**What needs to be done:**
Report each line in the material below that contains the string "shoe", copying every such line in full.

**Supplied data:**
________

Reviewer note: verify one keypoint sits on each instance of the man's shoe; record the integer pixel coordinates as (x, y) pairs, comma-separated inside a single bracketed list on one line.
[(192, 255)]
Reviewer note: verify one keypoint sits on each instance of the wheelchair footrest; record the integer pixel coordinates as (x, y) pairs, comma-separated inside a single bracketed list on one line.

________

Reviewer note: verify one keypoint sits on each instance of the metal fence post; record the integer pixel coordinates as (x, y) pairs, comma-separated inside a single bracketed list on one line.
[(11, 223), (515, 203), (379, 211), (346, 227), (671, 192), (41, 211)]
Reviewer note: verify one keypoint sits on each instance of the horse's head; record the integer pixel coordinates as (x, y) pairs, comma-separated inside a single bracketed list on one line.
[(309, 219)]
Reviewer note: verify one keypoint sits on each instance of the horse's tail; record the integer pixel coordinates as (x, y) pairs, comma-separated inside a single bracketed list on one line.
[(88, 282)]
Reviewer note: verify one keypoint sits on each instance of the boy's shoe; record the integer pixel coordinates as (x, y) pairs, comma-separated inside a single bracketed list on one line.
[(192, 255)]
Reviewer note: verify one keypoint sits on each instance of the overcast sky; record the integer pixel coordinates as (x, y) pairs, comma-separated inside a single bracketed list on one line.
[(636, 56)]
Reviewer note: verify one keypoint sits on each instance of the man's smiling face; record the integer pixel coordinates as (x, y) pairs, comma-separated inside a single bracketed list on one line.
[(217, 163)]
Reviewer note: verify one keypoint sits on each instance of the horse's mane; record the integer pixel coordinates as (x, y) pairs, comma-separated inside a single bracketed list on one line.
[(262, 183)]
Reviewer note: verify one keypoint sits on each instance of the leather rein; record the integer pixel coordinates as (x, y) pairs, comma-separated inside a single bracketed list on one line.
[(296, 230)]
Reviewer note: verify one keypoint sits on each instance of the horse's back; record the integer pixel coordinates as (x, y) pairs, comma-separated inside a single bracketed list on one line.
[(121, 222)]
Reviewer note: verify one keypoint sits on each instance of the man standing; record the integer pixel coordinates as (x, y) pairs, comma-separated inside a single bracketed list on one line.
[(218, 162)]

________

**Reply to the exercise:**
Reviewer note: verify one keypoint sits on each instance of the man's shoe; record the integer pixel coordinates as (x, y) pairs, comma-separated inside a single bracketed list on one line.
Reviewer note: verify one keypoint sits on each instance of the boy's shoe; record the integer pixel coordinates as (x, y) pairs, comma-separated inside a single bracketed list on one line.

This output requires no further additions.